Bloque de texto:
------------------------------------------------------------------------
Son dos noticias que deberían hacernos pensar. A la hora de rechazar lo que hemos conseguido al cabo de los siglos tenemos que saber bien a qué renunciamos y qué es lo que hemos preferido. Recorrer un camino alegremente no significa que ése sea el camino más adecuado. Especialmente si va a convertirnos en nuestros antepasados.

jueves, 2 de febrero de 2012

EMPUJANDO CONTRA LA VALLA




En algún lugar cuenta Saint-Exupéry que, siendo director del campo de aviación de Cabo Juby, tenía una granja en la que criaba gacelas, como era costumbre en el lugar. Las capturaban apenas nacían, y las encerraban en recintos al aire libre. No conocían la libertad, toda su vida la pasaban cautivas del hombre, que podía acercarse a ellas sin peligro, acariciarlas y darles de comer en la mano. Uno creería que estaban definitivamente domesticadas, pero un buen día se las encontraban presionando con sus cuernecitos contra la valla, empujando en dirección al desierto. Si entonces se acercaban a ellas para acariciarlas o darles de comer, regresaban a su rutina, pero apenas se las dejaba solas de nuevo, volvían a empujar, silenciosa y tenazmente, contra la valla. La conclusión que sacaba Saint-Exupéry era sencilla de puro evidente: las gacelas tenían nostalgia. No conocían la vida libre, pero en su interior bullía el anhelo por las largas carreras, por las distancias sin parapetos, por los saltos imprevistos, por los peligros de leones y chacales: el anhelo por la verdad de las gacelas.

Me venía esta historia a la cabeza al leer que el filósofo británico Alain de Botton propone construir un “templo del ateísmo” dedicado, según sus palabras, a “cualquier cosa positiva y buena, como el amor y la amistad”. Es su manera de ofrecer un antídoto al “viejo, agresivo y destructivo ateísmo” de Richard Dawkins y Christopher Hitchens, una forma de celebrar la bondad y la belleza. La idea no es nueva. Como ha señalado Luis Alfonso Gámez, hay ya asociaciones humanistas que tienen sedes en las que celebran matrimonios y funerales según el “rito ateo”.

No es casual que sean precisamente el amor y la amistad, los matrimonios y los funerales, las ceremonias que se celebran en estos templos del ateísmo, porque son los momentos en que sentimos con mayor evidencia nuestra menesterosidad. En el amor esa menesterosidad se manifiesta en nuestra orientación hacia el otro, en la necesidad que nos lleva a buscar nuestra plenitud en el otro, nuestra felicidad en la felicidad del otro. La condición amorosa es una rendija por la que se introduce en nuestra vida la trascendencia, que nos proyecta más allá de nosotros mismos.

La otra rendija la encontramos en el duelo: la desaparición de la persona amada nos enfrenta a nuestra propia insuficiencia, porque tenemos necesidad de ella para ser verdaderamente quienes somos; el duelo es la negativa a aceptar su desaparición definitiva, su aniquilación, porque esa aniquilación es inconciliable con mi felicidad y con mi propia vida: la trascendencia aparece aquí como la imposibilidad de existir en soledad.

Los planteamientos del ateísmo “viejo, agresivo y destructivo” no conducen más que al regusto amargo de la propia insuficiencia. Este otro ateísmo que nos presenta Alain de Botton, que se toma a sí mismo en serio y se plantea cuestiones últimas de la vida humana, forzosamente tenía que desembocar en una apertura a la trascendencia. En los otros momentos de nuestra vida es fácil vivir “entretenido” y ajeno a ella. Pero en el amor y en el duelo la palpamos de tal manera que no nos vale ya con el viejo entretenimiento y necesitamos algo más –más grande y más profundo-, necesitamos abrirnos a un “más allá de nosotros” que nos pone en la pista de la verdad del hombre, que nos aparta de nuestra rutina y nos acerca a la valla para empujar hasta derribarla.
------------------------------------------------------------------------
Material presentado:
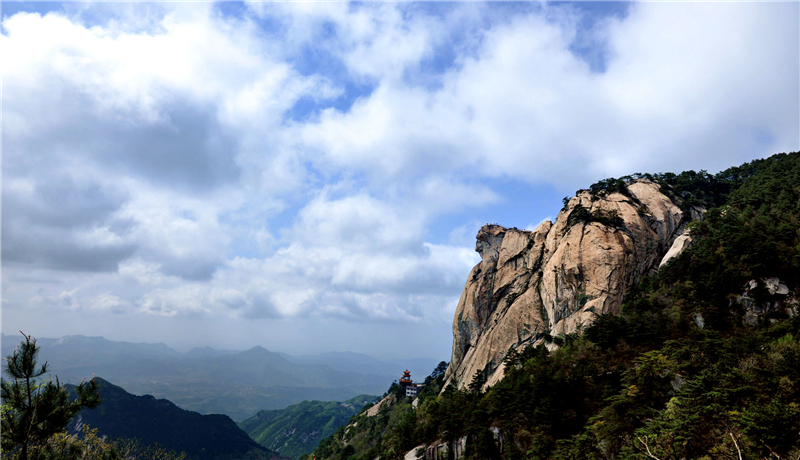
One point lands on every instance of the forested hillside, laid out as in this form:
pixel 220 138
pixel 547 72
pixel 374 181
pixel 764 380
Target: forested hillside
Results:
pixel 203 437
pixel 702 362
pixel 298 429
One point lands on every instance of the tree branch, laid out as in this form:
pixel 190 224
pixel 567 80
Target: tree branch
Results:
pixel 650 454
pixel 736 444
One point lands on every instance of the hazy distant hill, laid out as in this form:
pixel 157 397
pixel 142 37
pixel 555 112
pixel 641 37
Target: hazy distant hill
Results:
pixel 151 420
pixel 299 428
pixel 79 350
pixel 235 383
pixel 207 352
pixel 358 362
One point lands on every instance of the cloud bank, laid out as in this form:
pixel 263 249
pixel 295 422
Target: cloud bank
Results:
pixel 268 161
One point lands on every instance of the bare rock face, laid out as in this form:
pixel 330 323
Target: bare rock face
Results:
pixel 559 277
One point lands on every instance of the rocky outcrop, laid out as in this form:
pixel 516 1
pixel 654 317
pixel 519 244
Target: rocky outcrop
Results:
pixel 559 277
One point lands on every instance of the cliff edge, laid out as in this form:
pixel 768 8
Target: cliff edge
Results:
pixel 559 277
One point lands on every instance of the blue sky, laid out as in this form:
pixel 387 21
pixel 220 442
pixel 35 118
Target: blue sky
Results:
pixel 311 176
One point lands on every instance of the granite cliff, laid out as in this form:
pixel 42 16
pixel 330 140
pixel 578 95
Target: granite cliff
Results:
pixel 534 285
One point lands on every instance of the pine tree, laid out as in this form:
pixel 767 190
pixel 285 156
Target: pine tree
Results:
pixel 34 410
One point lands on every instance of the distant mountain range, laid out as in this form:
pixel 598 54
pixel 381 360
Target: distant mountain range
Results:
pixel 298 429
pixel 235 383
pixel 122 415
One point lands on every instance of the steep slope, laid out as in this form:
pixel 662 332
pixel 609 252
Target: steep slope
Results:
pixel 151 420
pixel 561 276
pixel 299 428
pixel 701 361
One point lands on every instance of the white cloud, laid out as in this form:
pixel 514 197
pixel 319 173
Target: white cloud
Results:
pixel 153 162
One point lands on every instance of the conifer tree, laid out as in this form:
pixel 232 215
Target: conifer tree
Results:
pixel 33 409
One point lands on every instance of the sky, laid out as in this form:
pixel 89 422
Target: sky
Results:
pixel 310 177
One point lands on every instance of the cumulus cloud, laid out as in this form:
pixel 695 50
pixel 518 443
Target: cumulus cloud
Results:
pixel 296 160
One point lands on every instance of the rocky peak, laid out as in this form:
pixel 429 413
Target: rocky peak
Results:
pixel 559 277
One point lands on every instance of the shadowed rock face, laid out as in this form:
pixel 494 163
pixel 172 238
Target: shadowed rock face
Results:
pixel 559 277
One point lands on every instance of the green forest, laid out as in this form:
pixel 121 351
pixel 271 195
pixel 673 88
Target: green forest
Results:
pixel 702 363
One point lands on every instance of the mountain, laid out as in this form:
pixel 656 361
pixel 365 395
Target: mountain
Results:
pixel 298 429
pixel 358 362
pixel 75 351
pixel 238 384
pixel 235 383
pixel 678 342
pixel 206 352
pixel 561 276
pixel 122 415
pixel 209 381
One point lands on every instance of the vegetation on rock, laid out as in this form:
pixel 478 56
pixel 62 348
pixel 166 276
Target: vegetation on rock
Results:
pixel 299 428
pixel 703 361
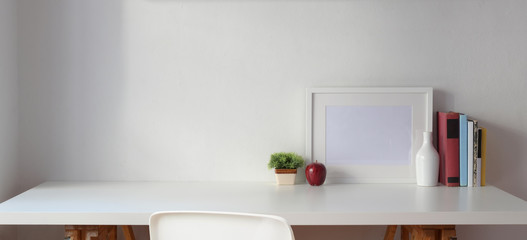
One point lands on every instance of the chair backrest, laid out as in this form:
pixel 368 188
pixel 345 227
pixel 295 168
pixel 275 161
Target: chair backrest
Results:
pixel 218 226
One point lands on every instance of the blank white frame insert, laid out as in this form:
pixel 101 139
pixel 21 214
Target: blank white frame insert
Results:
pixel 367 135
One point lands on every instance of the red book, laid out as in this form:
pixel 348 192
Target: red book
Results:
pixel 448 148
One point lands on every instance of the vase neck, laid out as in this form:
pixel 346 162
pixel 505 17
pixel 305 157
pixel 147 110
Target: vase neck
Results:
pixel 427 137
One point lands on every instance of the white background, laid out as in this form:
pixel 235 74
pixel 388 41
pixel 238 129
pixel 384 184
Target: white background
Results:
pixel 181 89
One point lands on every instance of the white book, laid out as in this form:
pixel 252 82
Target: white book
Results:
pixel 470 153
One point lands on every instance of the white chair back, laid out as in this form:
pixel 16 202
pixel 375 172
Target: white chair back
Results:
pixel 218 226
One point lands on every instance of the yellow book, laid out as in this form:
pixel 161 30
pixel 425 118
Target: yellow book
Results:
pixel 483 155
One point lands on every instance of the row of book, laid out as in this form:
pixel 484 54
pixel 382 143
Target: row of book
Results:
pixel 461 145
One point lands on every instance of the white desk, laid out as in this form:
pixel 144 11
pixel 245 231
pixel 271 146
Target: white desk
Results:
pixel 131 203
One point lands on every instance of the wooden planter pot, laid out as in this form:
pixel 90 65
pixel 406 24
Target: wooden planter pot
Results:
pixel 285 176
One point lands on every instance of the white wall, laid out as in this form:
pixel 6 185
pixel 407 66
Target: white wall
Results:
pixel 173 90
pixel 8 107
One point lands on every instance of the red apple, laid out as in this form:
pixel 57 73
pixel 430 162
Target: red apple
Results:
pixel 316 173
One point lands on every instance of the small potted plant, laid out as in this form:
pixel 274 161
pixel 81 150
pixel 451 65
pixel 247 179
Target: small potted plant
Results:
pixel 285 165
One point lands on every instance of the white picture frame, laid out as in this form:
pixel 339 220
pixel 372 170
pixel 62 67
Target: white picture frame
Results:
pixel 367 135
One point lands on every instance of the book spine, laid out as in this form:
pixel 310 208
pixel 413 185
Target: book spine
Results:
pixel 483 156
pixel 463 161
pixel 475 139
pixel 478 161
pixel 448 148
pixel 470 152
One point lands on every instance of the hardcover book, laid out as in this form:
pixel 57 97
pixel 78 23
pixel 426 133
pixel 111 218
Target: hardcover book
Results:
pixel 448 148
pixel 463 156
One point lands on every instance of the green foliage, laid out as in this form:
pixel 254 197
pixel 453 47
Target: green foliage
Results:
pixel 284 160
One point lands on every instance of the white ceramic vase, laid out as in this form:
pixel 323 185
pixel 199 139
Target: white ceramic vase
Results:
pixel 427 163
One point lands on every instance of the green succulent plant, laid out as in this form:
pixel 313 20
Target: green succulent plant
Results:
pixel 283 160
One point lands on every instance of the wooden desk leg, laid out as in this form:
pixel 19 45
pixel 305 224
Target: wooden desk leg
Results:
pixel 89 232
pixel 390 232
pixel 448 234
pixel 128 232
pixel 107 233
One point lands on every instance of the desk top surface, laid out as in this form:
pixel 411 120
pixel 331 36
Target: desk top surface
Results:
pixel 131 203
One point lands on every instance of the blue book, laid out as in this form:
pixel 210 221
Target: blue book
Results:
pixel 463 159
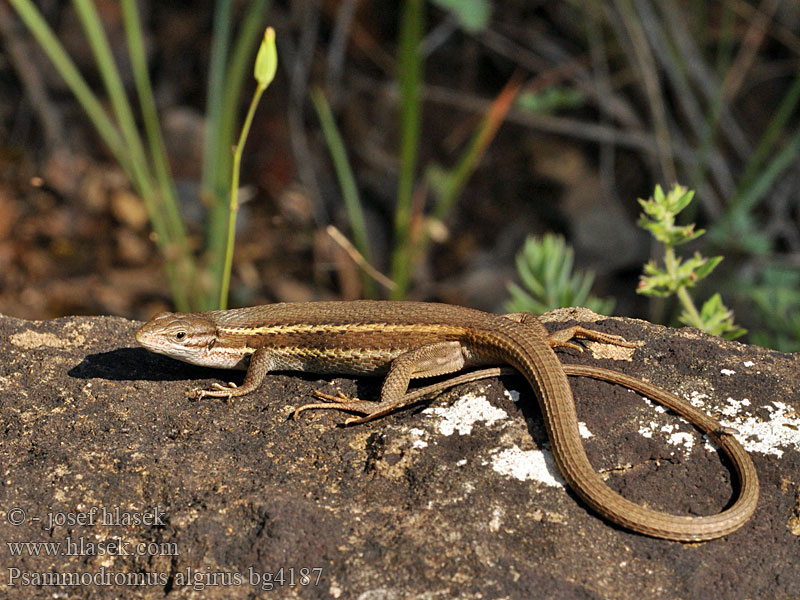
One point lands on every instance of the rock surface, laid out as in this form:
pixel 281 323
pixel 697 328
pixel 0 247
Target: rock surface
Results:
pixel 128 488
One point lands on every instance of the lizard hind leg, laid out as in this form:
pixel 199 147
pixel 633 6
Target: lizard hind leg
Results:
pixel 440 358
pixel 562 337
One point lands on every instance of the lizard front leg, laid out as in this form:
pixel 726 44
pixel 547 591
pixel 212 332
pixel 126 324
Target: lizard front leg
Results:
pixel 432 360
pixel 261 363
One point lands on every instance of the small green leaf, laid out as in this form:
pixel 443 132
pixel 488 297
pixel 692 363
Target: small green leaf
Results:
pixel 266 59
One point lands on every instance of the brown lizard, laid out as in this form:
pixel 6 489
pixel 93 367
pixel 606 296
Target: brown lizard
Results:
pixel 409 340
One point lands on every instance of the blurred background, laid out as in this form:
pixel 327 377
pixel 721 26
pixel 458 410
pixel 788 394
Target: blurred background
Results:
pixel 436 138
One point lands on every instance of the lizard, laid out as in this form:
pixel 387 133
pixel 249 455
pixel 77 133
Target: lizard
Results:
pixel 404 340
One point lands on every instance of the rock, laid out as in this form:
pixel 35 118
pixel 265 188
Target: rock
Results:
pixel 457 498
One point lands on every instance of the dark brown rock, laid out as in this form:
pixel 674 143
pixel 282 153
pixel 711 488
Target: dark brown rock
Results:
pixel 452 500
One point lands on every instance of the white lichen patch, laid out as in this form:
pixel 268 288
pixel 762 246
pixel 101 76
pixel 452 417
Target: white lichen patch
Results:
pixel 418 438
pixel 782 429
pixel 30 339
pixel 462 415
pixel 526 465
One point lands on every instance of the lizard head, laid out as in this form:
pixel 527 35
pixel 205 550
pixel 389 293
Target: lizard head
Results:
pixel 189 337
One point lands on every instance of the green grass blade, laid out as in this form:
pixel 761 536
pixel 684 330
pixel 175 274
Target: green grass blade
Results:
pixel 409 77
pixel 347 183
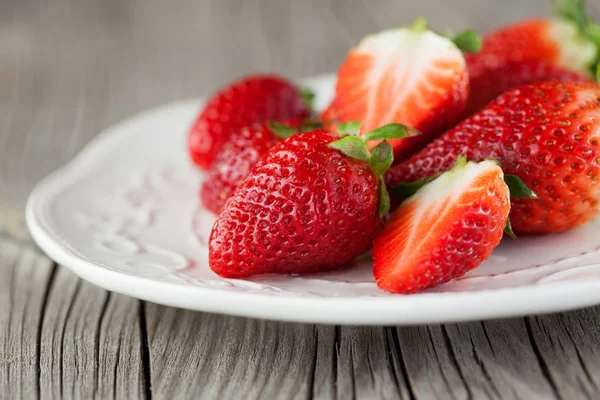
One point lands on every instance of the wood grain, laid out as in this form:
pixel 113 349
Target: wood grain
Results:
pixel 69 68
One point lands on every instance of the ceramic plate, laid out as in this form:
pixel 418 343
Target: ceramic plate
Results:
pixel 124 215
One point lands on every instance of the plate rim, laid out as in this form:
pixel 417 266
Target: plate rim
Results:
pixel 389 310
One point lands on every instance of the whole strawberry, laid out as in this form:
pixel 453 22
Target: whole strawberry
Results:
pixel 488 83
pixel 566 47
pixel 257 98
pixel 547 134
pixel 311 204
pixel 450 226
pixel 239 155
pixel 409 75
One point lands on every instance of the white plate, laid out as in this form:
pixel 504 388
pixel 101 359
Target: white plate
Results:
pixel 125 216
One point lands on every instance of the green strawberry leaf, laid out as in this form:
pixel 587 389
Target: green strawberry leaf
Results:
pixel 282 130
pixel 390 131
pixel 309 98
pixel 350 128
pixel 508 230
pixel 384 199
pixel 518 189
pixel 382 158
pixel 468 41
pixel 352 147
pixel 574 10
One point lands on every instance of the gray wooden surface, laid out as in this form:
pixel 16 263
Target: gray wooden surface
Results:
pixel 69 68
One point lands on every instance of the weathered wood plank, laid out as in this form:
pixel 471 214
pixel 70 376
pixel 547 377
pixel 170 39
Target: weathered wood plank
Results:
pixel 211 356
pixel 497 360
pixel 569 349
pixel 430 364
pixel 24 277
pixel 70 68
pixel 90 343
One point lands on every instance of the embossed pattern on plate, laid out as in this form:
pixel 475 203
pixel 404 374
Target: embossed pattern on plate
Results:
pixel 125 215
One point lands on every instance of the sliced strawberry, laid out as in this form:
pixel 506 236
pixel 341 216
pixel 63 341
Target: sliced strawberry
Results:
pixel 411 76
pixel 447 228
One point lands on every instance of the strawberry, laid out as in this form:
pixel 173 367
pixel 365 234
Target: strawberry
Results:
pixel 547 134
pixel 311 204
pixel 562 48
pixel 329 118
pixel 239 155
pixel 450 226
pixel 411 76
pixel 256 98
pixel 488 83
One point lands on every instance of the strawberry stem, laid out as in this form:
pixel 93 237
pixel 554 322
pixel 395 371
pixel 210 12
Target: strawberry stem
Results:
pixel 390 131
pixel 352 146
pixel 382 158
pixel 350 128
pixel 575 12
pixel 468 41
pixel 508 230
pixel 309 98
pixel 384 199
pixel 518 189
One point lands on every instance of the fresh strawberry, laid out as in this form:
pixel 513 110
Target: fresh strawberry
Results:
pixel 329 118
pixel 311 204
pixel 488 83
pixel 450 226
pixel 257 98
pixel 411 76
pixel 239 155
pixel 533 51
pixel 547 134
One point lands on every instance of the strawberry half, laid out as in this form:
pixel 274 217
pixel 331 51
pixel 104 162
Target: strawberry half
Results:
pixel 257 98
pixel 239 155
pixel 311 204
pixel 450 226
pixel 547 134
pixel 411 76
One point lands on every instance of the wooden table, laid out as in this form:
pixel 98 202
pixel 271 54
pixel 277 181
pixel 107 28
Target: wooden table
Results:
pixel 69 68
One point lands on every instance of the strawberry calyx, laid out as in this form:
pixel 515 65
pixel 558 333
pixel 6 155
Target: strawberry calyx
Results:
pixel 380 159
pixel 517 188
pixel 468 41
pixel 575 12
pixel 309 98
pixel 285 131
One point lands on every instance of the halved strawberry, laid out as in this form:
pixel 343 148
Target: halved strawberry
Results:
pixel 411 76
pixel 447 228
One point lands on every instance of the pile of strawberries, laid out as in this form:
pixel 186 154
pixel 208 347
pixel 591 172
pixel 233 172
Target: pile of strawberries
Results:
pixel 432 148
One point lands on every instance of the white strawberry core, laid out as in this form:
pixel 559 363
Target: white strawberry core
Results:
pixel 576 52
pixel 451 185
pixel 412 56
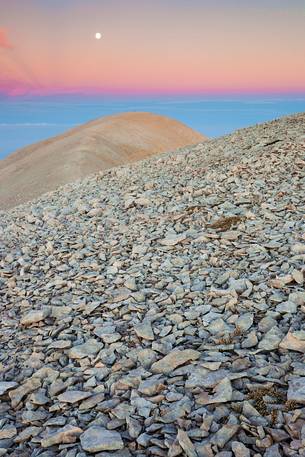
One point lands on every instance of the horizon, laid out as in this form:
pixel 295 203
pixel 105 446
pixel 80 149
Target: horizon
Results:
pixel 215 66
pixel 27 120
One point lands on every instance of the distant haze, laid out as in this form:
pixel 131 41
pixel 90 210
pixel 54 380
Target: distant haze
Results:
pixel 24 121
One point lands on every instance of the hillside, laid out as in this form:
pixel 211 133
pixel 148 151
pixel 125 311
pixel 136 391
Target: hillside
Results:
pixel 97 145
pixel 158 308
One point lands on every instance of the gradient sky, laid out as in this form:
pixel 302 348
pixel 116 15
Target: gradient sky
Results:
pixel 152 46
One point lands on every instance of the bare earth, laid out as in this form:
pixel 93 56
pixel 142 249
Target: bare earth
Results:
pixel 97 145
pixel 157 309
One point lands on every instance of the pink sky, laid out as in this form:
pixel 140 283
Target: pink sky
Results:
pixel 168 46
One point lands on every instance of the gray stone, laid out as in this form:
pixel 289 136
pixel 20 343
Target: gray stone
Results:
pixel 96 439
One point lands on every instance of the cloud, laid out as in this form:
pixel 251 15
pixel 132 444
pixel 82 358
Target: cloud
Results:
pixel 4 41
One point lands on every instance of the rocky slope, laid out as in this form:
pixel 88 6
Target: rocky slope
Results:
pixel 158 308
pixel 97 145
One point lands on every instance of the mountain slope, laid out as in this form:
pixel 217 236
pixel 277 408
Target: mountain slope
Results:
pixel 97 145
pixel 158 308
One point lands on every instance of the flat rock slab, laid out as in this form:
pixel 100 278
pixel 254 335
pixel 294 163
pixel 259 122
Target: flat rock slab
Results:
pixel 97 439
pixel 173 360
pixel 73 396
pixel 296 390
------------------------------------------------------------------------
Copia el pasaje del texto sobre el ateísmo que va de "No es casual" a "de nosotros mismos.", ambos incluidos, y sustituye "menesterosidad" por "fragilidad".

No es casual que sean precisamente el amor y la amistad, los matrimonios y los funerales, las ceremonias que se celebran en estos templos del ateísmo, porque son los momentos en que sentimos con mayor evidencia nuestra fragilidad. En el amor esa fragilidad se manifiesta en nuestra orientación hacia el otro, en la necesidad que nos lleva a buscar nuestra plenitud en el otro, nuestra felicidad en la felicidad del otro. La condición amorosa es una rendija por la que se introduce en nuestra vida la trascendencia, que nos proyecta más allá de nosotros mismos.